What is being asked: Which of the lines in the data mention the string "banner"? List them all.

Data to use:

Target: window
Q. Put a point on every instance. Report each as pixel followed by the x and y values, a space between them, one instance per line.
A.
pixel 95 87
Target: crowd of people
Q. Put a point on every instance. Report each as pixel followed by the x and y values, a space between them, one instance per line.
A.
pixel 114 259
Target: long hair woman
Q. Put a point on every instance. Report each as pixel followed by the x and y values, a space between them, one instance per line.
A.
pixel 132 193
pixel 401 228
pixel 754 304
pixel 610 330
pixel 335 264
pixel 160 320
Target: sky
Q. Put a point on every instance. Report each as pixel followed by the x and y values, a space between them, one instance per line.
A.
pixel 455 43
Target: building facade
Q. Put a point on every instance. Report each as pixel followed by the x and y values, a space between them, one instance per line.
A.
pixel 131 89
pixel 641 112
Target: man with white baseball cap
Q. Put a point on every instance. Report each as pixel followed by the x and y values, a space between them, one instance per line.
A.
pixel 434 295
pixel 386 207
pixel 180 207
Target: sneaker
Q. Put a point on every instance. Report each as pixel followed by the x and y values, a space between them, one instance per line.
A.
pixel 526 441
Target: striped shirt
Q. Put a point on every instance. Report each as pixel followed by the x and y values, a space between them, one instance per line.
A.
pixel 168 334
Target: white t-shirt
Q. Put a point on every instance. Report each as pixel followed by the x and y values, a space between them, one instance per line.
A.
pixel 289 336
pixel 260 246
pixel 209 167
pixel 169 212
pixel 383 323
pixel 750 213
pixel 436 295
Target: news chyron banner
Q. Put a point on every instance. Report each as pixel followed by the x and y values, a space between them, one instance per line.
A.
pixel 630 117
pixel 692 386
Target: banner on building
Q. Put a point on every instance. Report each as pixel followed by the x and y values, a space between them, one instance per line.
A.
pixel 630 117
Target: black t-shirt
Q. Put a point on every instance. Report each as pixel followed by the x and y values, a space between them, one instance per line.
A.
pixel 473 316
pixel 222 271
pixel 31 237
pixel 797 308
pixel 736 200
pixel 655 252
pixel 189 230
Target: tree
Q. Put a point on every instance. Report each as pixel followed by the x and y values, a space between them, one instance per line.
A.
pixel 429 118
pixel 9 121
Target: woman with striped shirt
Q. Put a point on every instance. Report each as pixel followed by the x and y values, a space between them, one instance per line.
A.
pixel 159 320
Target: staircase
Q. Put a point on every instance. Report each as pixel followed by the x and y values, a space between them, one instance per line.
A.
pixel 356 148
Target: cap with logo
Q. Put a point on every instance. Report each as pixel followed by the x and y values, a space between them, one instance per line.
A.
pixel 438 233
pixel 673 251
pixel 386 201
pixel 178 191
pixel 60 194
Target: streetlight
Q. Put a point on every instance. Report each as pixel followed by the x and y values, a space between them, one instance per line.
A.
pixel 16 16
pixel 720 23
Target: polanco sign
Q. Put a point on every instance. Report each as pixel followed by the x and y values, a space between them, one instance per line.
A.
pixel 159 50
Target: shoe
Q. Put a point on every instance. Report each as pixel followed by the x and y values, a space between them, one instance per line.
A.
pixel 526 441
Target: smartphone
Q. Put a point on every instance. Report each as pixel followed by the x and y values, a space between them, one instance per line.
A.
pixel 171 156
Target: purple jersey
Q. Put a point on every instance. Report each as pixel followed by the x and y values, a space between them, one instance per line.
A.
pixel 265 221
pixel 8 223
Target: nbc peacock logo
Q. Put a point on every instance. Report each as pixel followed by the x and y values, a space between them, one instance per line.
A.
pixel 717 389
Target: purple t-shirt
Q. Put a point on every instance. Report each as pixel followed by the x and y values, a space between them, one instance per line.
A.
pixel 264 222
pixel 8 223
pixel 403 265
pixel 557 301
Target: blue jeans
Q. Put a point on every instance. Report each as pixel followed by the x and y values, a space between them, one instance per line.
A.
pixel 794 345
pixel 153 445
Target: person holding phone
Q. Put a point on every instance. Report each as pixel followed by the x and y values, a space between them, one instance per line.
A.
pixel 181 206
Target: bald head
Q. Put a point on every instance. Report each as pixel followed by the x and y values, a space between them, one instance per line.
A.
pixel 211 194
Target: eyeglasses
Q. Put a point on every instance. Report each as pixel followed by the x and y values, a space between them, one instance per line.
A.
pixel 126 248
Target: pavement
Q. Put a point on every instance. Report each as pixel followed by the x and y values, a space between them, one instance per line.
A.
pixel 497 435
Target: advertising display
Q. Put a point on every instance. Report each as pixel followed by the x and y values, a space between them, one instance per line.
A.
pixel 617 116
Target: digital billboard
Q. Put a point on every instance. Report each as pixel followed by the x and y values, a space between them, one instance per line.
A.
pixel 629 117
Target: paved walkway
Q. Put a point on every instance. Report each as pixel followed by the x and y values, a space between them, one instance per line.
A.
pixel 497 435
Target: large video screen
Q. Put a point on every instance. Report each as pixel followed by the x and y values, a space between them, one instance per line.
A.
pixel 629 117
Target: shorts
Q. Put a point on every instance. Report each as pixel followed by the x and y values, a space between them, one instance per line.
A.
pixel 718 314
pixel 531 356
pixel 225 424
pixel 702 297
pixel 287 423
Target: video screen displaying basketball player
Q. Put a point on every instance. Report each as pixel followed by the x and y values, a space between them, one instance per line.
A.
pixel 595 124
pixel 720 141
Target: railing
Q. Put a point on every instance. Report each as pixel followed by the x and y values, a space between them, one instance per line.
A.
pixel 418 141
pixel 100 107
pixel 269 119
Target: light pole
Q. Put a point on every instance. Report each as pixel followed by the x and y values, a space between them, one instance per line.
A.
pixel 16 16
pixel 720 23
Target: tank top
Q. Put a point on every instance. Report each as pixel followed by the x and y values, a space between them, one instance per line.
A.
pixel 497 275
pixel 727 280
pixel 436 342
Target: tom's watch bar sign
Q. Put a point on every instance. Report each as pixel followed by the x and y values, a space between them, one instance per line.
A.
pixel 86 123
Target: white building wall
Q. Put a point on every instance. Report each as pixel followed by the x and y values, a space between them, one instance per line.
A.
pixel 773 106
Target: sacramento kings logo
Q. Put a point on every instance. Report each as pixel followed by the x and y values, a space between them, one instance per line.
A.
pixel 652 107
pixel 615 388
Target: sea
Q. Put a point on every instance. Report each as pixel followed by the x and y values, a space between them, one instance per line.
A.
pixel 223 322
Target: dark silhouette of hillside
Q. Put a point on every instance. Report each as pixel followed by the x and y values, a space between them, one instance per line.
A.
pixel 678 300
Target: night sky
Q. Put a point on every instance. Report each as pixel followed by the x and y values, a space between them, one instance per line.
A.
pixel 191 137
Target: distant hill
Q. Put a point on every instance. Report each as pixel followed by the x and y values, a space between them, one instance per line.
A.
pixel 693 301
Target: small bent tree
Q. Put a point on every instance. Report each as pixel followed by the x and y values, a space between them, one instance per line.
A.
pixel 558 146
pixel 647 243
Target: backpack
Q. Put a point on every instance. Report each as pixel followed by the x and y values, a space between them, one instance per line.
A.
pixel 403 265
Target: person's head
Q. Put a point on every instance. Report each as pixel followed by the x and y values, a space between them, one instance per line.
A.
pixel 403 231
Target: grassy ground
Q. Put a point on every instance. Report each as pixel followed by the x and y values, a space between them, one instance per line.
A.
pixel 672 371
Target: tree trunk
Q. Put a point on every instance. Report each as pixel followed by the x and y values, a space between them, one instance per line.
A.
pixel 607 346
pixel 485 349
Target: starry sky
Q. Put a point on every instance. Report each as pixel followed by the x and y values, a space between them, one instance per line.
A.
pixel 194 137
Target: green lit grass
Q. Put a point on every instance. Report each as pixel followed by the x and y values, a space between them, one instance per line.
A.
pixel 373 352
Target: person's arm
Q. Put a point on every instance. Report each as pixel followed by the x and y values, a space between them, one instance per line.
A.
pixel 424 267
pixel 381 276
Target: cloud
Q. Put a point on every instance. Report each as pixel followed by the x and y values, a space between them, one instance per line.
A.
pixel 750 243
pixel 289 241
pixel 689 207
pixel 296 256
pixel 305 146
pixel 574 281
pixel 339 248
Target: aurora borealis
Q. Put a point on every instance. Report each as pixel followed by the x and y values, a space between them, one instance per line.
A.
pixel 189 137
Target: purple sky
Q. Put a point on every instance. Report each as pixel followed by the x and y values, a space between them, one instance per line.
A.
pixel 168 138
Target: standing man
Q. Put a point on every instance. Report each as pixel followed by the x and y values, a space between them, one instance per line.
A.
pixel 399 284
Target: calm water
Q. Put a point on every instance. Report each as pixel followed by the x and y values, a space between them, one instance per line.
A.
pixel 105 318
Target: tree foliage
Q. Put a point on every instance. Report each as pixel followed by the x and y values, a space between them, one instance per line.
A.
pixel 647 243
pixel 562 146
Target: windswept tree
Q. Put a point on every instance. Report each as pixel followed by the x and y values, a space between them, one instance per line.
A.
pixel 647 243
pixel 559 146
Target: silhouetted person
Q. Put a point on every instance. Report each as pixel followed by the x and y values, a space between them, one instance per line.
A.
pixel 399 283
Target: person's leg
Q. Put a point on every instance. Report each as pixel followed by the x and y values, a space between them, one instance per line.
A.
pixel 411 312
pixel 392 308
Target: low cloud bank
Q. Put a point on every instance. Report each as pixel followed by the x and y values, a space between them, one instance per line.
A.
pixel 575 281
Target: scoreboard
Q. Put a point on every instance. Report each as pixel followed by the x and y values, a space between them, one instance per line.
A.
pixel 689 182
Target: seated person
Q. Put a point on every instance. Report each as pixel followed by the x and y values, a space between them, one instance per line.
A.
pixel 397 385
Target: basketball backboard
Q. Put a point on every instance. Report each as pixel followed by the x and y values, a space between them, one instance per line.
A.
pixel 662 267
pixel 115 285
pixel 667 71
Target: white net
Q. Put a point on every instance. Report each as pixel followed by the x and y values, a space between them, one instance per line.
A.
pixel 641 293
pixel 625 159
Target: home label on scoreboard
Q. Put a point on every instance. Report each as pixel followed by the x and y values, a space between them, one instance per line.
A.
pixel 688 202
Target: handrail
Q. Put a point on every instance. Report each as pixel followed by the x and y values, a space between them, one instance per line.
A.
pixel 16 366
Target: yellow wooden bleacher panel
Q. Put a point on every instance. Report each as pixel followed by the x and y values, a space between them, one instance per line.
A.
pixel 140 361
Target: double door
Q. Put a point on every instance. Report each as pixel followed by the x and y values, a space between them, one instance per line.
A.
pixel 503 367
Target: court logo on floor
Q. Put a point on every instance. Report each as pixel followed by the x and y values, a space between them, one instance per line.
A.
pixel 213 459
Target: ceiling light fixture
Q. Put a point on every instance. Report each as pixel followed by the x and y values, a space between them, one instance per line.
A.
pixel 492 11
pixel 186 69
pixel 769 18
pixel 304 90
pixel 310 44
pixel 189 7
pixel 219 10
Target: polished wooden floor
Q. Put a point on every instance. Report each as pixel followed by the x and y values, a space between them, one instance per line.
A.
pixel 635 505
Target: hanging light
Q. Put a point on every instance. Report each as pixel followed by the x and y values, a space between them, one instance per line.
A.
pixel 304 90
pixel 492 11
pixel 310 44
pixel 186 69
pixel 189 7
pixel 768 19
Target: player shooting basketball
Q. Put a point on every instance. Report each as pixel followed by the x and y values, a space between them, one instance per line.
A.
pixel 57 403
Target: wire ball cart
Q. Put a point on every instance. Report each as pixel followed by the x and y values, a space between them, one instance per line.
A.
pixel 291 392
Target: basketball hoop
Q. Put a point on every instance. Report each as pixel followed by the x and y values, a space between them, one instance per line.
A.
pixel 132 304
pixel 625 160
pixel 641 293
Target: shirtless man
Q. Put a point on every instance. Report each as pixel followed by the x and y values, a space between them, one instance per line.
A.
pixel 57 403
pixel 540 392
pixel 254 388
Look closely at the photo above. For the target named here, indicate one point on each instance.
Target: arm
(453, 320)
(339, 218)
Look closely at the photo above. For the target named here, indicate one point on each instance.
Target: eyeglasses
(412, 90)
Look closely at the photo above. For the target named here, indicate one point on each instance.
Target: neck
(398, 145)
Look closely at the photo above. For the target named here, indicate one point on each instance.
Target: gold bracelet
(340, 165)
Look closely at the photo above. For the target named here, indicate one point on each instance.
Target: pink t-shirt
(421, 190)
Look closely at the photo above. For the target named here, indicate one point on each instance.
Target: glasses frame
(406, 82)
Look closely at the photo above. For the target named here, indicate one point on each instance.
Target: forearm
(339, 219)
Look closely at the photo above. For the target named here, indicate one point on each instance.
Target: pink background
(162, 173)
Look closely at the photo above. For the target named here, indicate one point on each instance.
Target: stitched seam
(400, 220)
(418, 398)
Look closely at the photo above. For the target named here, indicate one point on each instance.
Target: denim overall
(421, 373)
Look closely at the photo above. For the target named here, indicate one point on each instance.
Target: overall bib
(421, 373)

Solution:
Target: news chyron banner
Target: banner on building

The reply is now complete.